### Material for this exercise
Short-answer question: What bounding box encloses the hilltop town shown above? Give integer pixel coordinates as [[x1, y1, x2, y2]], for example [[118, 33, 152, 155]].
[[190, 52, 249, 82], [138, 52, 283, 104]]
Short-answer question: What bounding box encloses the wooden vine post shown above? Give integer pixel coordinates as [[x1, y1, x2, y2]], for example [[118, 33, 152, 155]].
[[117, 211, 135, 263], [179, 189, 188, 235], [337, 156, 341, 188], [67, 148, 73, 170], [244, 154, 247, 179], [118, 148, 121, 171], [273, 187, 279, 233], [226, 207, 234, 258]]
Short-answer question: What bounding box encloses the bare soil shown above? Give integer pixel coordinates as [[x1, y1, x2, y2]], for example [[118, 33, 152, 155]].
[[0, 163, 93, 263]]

### Instruction
Write out every line of the material above, word for word, without changing anything.

### Exercise answer
Short-answer question: What bounding box encloses the hilltop town shown above? Give integer pixel coordinates as [[x1, y1, x2, y2]], for example [[118, 33, 152, 155]].
[[190, 52, 249, 82], [138, 52, 283, 104]]
Short-answer question: What bounding box encloses the wooden vine post shown above? Give integer pixel coordinates as [[x1, y1, x2, y2]], for example [[118, 33, 152, 155]].
[[117, 211, 135, 263], [179, 189, 188, 235], [337, 156, 341, 188], [67, 148, 73, 170], [244, 154, 247, 179], [118, 148, 121, 171], [273, 187, 279, 233], [226, 207, 234, 258]]
Short-answer question: What bounding box encloses the bare soil shown above? Give integer pixel coordinates as [[x1, y1, x2, y2]], for example [[118, 33, 152, 155]].
[[0, 163, 93, 263]]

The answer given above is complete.